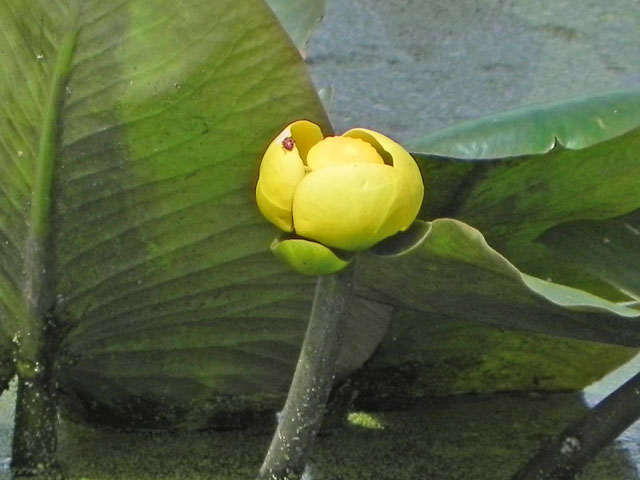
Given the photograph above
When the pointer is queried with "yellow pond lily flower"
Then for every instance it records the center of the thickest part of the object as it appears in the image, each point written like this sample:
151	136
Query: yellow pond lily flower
347	192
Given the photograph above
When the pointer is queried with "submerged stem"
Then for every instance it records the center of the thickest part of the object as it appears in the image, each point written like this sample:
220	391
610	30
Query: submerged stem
301	418
34	437
565	457
35	428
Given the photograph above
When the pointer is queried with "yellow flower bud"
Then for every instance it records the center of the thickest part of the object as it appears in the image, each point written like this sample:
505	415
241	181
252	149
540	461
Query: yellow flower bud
347	192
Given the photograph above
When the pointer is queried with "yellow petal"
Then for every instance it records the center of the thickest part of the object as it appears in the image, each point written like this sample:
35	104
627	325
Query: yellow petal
350	207
412	189
308	257
281	170
341	151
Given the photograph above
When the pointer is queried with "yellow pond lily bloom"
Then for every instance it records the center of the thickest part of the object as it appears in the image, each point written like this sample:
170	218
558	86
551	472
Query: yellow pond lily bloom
347	192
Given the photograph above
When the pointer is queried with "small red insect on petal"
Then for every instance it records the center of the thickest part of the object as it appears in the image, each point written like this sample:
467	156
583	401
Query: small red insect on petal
288	143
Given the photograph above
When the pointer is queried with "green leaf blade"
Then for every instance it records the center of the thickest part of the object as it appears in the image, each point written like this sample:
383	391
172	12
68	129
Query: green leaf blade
574	124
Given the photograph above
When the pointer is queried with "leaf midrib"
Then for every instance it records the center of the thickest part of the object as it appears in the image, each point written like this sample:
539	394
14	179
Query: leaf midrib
37	254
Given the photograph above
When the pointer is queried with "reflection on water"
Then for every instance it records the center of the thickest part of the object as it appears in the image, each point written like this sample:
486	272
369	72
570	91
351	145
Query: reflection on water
471	436
630	439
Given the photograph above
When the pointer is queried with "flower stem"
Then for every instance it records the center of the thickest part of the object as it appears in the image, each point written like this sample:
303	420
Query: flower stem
301	418
565	457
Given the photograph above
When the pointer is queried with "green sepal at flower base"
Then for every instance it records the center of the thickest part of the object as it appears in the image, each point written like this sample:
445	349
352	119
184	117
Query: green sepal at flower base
346	192
309	257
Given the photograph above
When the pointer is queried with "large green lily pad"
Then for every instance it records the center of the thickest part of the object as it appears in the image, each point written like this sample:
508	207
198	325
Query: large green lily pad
129	150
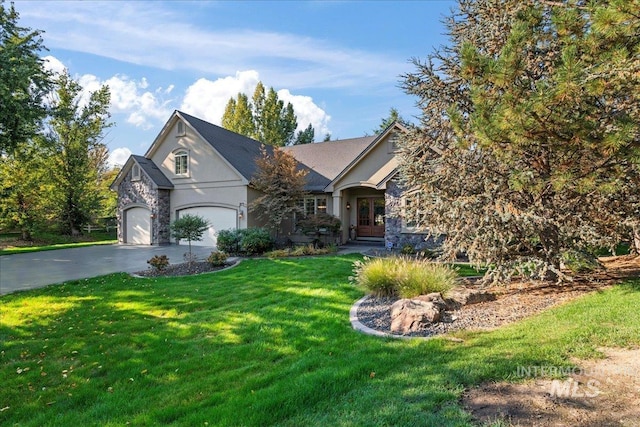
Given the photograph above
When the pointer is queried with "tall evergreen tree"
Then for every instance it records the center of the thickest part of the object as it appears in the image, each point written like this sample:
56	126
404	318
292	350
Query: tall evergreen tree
305	136
529	132
394	116
23	80
266	119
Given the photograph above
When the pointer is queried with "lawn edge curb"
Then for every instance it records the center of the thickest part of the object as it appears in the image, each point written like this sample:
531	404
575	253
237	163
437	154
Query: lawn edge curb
360	327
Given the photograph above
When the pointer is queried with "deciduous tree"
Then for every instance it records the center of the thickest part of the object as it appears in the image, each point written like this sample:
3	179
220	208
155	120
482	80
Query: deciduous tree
282	183
23	81
266	119
76	129
529	136
190	228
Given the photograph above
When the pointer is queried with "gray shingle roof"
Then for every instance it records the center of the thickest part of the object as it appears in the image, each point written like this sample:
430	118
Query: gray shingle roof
239	150
154	173
331	157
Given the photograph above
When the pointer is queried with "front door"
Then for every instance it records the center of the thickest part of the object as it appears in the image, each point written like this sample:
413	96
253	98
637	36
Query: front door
371	217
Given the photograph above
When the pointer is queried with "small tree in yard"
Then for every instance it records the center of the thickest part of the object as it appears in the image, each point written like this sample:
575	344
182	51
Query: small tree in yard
282	182
191	228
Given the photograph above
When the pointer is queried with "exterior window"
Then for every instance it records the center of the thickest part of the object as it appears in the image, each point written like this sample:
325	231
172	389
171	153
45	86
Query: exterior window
393	143
409	221
312	206
321	205
181	163
181	130
135	173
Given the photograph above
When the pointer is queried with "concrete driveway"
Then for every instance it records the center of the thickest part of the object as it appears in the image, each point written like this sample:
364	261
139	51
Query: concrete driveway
38	269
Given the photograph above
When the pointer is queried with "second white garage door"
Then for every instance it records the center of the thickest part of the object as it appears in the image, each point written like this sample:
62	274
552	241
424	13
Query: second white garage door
219	219
138	226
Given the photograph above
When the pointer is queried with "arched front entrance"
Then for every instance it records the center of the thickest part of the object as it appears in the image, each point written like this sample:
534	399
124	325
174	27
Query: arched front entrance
370	217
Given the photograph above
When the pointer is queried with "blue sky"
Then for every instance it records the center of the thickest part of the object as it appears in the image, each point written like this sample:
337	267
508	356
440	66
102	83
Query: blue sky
338	62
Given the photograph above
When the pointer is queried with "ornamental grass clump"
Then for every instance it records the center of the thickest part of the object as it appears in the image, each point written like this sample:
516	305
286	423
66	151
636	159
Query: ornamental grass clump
403	277
421	277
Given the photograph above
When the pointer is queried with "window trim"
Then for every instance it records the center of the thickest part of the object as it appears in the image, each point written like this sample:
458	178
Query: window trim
181	129
179	154
305	202
406	228
135	172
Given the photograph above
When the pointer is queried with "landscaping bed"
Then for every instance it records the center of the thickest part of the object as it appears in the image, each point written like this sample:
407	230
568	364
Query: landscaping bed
512	303
182	269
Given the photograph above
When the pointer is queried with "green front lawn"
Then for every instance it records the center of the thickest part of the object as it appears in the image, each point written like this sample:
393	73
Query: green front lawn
265	343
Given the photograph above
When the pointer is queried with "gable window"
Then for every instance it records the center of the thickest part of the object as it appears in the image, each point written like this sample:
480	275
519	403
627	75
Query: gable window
411	212
393	142
181	160
181	129
135	173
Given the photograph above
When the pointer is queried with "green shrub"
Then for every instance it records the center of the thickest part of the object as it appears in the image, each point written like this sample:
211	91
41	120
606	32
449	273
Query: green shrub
580	262
228	241
375	276
248	241
217	258
408	250
159	262
304	250
256	241
404	277
421	277
278	253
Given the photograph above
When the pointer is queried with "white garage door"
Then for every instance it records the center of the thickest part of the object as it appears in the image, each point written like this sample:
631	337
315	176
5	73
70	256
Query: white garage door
219	219
138	226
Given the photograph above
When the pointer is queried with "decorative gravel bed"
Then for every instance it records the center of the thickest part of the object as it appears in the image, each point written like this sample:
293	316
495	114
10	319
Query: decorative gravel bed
182	269
512	303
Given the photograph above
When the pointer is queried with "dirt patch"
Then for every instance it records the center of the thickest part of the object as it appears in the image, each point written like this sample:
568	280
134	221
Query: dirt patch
604	392
598	393
182	269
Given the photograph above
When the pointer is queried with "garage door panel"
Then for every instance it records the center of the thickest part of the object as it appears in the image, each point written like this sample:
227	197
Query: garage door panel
138	226
219	219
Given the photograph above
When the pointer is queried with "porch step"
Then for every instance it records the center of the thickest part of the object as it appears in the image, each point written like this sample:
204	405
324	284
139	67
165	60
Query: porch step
361	242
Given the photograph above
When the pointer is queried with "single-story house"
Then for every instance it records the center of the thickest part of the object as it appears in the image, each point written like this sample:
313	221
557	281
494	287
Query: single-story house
195	167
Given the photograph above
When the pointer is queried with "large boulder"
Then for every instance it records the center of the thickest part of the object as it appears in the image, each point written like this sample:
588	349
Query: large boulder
410	315
458	296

::::

--- DO THIS ---
The records above need to be given again exactly. Omit the pictures.

--- OUTPUT OF THE TASK ---
Given the photograph above
When the pointer is queried with "yellow pond lily flower"
Then for every instance it records the center of the thickest part of the object as it appears in the image, each point written like this sample:
151	136
Query: yellow pond lily flower
347	192
Given the photograph above
When the pointer is queried with "submerged stem"
Then for every instance it records the center of the thickest part of the object as it appears in the image, each point written like this sample:
220	391
610	30
Query: submerged stem
301	418
34	437
565	457
35	428
Given the photograph above
When the pointer is queried with "yellow flower bud"
Then for every instance it records the center of the thickest part of the object as it appears in the image, each point written like this sample:
505	415
241	181
252	149
540	461
Query: yellow flower bud
347	192
Given the photograph above
When the pointer is queried with "yellow petal"
Then for every instance it records the center of the thickest part of the object as it appears in the image, each point written like this sample:
35	104
627	325
Query: yellow petal
350	207
412	189
308	257
281	170
341	151
Given the photograph above
When the pointer is queried with "yellow pond lily bloom"
Then for every instance it records the center of the thickest part of the object as it appears in the image, each point written like this sample:
170	218
558	86
551	472
Query: yellow pond lily bloom
347	192
Given the photograph above
When the pointer is queried with "small red insect on petal"
Then for every instance it records the center of the thickest part of the object as it appears in the image, each point written like this sample:
467	156
583	401
Query: small red insect on petal
288	143
Given the photograph above
When the pointer is queried with "green leaf blade"
Then for every instance it records the center of the thickest part of the object as it appears in the image, each point written like this sample:
383	391
172	12
68	129
Query: green leaf blade
574	124
Given the photograph above
When the pointer is queried with "leaf midrib"
Then for every instance it records the center of the thickest part of the object as it appears in the image, each point written like this sample:
539	394
14	179
Query: leaf midrib
37	254
Given the photograph above
When the pointer is queried with "reflection on water"
Then for every instance it records the center of the thickest part of the object as it appears in the image, each point written like this sample:
486	272
369	72
570	91
351	145
Query: reflection on water
471	436
630	439
Given the photograph above
When the pointer is queried with "flower stem"
Then for every instance it records the center of the thickest part of the object as it appears in the image, each point written like this sample:
303	420
Query: flower stem
301	418
565	457
Given the photograph above
When the pointer is queried with "green sepal at flower base"
Then for every instance it records the center of the thickest part of the object as it appears in the image, each point written like this sample:
445	349
352	119
184	117
Query: green sepal at flower base
346	192
309	257
Given the photograph above
When the pointer is queried with "large green lily pad"
Then for every instance it records the center of the thickest part of the object as it appears in the image, each point written like this sample:
508	207
198	325
Query: large green lily pad
129	150
Given the photograph above
When the pointer is queried with "tall evergreen tree"
Then for every instance it records the center of the thickest part of the object as it appears in the image, each point written like this sample:
56	126
404	318
292	350
Query: tall evergreen tree
305	136
529	132
394	116
23	80
266	119
Given the photograph above
When the pointer is queried with "lawn edge curb"
Then for every instance it records the center of the thickest part of the object as it appears in the image, each point written like this sample:
531	404
575	253
237	163
437	154
Query: lawn edge curb
360	327
Given the photograph above
When the pointer is queried with "deciduous tree"
Then for every instance it records the center of the thickest part of the object as it appears in the image, each point written like this sample:
3	179
220	208
155	120
482	80
Query: deciduous tree
282	183
23	81
266	119
76	129
529	136
190	228
Given the photograph above
When the pointer is queried with "gray shingle roof"
Then for every instance it records the center of the thickest part of the object as it appears in the image, each point written like this sample:
430	118
Query: gray shingle roof
239	150
154	173
331	157
Given the photograph above
When the pointer is queried with "front door"
Then for every instance it records the center of the thickest part of the object as it appears in the image, each point written like this sample:
413	96
253	98
637	36
Query: front door
371	217
Given the photograph above
When the pointer is queried with "small tree in yard"
Then for every instance it records the center of the thickest part of the object as it appears in the image, each point written like this sample:
575	344
182	51
Query: small tree in yard
282	182
191	228
Given the photograph above
When the pointer is queried with "exterior window"
Then for every instance it records the center of the thickest part of the object as it appears in the image, each point written like this sample:
325	231
172	389
171	153
45	86
Query: exterior window
393	143
409	221
312	206
321	205
181	163
181	130
135	173
Given the photograph above
When the pointer is queried with "concrete driveway"
Then for every instance it records the center of the thickest part of the object as it appears in the image, each point written like this sample:
364	261
139	51
Query: concrete driveway
38	269
Given the photograph above
When the pointer is queried with "second white garage door"
Then for every instance it records the center of the thickest part of the object as it appears in the image, each point written like this sample:
62	274
552	241
424	13
Query: second white garage door
219	219
138	226
Given the photograph above
When the pointer is queried with "arched front entrance"
Then for every instance it records the center of the thickest part of the object as it appears in the image, each point written like this sample:
534	399
124	325
174	27
Query: arched front entrance
370	217
Given the photograph above
When the pointer is queried with "blue sky"
Then for every instance it records the center of the thickest part of the object as it appears in the image, each point written like this sample:
337	267
508	356
440	66
102	83
Query: blue sky
338	62
Given the photograph above
When the pointer is queried with "ornamental grass clump"
Then for every instance it records the center of the thickest part of the object as it appears in the image, each point written like this sample:
516	305
286	423
66	151
636	159
Query: ornamental grass clump
403	277
421	277
Given the photograph above
When the pointer is queried with "window trim"
Then for every instance it records the center of the thickest part of the object as it appears in the image, each point written like this sample:
458	178
Query: window trim
181	129
179	154
305	202
406	228
135	172
Given the photograph above
When the pointer is queried with "landscaping bed"
Then for every instance it records the center of the thickest part of the object as it appears in the image, each point written like this sample:
407	230
568	364
Query: landscaping bed
512	303
182	269
Given the photograph above
When the pointer is queried with "green front lawn"
Then for every instance it records the center of the thickest part of the object as it appears in the image, each point written like this sample:
393	73
Query: green front lawn
265	343
Given the photograph above
When the pointer is queried with "gable window"
Then for every instance it records the center of the thickest part of the object as it appears in the image, each point written like this sample:
480	275
519	403
627	75
Query: gable window
411	212
393	142
181	160
181	129
135	173
Given the photograph above
When the pointer is queried with "green shrub"
Then for every instance it records the center of the thickest part of the object as it appears in the image, each point written like this sample:
211	91
41	120
606	32
449	273
Query: green shrub
580	262
228	241
375	276
248	241
217	258
408	250
159	262
304	250
256	241
404	277
421	277
278	253
Given the photograph above
When the pointer is queried with "white garage door"
Then for every instance it records the center of the thickest part of the object as it appears in the image, each point written like this sample:
631	337
315	176
5	73
70	256
Query: white garage door
219	219
138	226
Given the photograph above
When the pointer is queried with "decorative gravel bed"
Then for every instance it records the center of the thickest part of the object as it appears in the image, each point written like this sample:
293	316
495	114
10	319
Query: decorative gravel bed
182	269
512	303
Given the photograph above
When the pointer is queried with "dirt patch"
Then for every instance it records the center of the thickest part of the object as it appears in the image, each point written like this sample:
568	280
134	221
Query: dirt patch
604	392
598	393
182	269
Given the photograph above
When the pointer is queried with "garage door panel"
Then for every instance it records the center of the thickest part of the object as it appears in the image, each point written like this sample:
227	197
Query: garage door panel
138	226
219	219
Given the photograph above
When the pointer is queried with "porch step"
Then for every instance it records the center of the thickest part of the object as it appears in the image, each point written like this sample:
204	405
324	284
139	67
165	60
Query: porch step
361	242
Given the photograph above
When the pointer is queried with "single-story house"
Then for every instance it records the center of the thickest part of the object as it appears in the image, each point written like this sample:
313	221
557	281
494	287
Query: single-story house
195	167
Given the photograph above
When the pointer is queried with "large boulder"
Then for every instance it records the center of the thickest part of the object as it appears in the image, each point written like this sample:
588	349
Query: large boulder
410	315
458	296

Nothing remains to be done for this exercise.